#### DIRECTIONS FOR THIS TASK
Could you rewrite the records from their start through the line containing "150), (155, 154)]", both ends included, keeping the requests unchanged but scaling every coordinate in the answers by 2.45 and rounding to whole numbers, with halves rounded up? Leave the numbers in the requests and their format samples as they are.

:: DATASET ::

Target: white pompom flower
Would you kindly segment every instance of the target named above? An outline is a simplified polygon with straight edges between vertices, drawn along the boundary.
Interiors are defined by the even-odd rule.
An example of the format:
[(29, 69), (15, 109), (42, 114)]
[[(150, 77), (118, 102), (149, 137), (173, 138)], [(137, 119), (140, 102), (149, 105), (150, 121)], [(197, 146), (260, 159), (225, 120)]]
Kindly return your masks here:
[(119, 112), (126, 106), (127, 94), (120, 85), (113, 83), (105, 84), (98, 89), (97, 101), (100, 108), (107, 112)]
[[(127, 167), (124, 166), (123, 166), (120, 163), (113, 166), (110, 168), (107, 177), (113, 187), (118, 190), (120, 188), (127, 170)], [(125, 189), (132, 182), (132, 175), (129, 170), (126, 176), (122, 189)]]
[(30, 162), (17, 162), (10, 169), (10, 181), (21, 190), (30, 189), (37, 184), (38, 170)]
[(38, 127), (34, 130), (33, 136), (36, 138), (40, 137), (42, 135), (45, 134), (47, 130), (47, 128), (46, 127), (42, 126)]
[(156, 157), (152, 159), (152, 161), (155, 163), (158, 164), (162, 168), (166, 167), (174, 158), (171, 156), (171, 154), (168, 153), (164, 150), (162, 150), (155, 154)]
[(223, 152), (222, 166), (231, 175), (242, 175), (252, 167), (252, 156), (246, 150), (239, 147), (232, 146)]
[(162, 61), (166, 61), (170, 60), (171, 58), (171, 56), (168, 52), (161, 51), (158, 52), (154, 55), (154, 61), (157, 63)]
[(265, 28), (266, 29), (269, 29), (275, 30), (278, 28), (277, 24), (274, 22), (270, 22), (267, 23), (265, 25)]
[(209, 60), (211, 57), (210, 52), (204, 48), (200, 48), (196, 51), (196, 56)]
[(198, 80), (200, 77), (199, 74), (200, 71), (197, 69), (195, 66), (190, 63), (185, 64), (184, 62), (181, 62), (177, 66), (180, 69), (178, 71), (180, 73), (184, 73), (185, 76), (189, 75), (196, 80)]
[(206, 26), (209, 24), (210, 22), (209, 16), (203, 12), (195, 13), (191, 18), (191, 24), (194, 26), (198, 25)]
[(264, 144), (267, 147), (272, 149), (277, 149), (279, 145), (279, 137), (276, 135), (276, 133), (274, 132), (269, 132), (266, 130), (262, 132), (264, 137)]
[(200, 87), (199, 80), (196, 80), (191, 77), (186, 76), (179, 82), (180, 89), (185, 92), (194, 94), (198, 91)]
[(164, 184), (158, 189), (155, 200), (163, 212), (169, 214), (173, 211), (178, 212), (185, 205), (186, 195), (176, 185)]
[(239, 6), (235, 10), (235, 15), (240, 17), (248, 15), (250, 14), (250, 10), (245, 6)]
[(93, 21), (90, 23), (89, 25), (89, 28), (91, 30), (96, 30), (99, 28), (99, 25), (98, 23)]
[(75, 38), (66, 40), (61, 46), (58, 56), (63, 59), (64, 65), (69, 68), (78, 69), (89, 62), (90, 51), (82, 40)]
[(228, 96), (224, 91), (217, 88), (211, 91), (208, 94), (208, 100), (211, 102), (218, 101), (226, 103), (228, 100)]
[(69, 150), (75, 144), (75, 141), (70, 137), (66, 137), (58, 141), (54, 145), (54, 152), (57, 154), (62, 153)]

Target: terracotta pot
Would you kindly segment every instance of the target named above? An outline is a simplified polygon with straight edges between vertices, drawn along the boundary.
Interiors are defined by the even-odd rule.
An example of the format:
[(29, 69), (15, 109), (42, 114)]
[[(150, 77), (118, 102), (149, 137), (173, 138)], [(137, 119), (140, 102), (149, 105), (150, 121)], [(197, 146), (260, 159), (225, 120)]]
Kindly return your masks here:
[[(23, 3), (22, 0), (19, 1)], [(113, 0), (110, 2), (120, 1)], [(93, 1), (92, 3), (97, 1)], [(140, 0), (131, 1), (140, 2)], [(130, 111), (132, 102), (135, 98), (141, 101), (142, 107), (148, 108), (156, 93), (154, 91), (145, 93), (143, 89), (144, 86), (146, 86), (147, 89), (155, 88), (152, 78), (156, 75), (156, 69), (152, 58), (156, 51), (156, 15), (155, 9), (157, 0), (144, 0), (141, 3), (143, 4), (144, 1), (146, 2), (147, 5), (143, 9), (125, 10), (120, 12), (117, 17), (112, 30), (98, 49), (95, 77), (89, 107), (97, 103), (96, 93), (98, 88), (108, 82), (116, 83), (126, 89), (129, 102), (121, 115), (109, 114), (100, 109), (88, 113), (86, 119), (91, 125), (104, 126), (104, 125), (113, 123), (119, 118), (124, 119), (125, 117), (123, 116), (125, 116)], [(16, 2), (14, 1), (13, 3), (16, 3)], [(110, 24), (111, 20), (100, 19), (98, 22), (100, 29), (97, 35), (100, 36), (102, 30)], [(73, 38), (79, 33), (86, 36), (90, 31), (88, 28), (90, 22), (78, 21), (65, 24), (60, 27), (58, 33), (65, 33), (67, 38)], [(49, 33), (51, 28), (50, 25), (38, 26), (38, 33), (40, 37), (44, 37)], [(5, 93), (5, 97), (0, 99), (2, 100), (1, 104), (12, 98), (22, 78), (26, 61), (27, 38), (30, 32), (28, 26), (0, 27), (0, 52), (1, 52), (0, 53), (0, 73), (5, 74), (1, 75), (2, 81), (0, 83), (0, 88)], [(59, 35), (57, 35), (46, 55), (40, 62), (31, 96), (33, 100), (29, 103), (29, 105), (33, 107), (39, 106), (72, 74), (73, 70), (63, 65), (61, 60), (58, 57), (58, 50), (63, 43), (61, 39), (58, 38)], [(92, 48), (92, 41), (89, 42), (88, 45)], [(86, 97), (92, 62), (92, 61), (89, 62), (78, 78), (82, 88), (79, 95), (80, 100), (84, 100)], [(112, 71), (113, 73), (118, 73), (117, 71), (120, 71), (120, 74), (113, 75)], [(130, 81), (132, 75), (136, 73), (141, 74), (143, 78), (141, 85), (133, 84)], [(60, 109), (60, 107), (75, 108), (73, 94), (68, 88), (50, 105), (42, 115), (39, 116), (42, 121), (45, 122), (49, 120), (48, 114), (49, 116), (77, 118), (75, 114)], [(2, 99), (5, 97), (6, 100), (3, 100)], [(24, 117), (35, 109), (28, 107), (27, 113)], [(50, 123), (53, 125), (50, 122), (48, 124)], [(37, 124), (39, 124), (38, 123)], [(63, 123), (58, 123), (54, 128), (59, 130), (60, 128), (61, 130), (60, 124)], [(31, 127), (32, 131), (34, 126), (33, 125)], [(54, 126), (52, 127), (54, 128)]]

:::

#### SOLUTION
Target: white pompom flower
Would you kindly segment every instance of the target named above? An outline is a simplified polygon with straight edges between vertices, drawn along the boundary.
Interiors are defined by the even-odd rule.
An example of the format:
[(29, 69), (15, 109), (42, 114)]
[[(150, 77), (118, 102), (149, 137), (173, 138)], [(137, 119), (140, 102), (149, 105), (150, 121)], [(197, 146), (260, 159), (225, 120)]]
Kindly return your masks here:
[(292, 274), (309, 260), (311, 230), (294, 208), (277, 203), (257, 206), (240, 218), (238, 247), (245, 265), (262, 274)]
[[(311, 409), (304, 407), (301, 407), (294, 399), (277, 407), (270, 412), (262, 434), (277, 458), (289, 466), (294, 461), (311, 417)], [(306, 463), (323, 446), (323, 429), (316, 417), (309, 431), (299, 463)]]
[(74, 397), (42, 397), (25, 414), (25, 443), (51, 466), (74, 463), (91, 451), (93, 417)]
[(93, 311), (83, 319), (81, 333), (88, 338), (98, 336), (103, 331), (110, 328), (115, 319), (115, 314), (113, 311), (103, 309)]
[(382, 385), (372, 390), (372, 394), (380, 399), (387, 402), (397, 412), (407, 409), (426, 387), (419, 382), (419, 377), (412, 375), (402, 368), (397, 368), (380, 377)]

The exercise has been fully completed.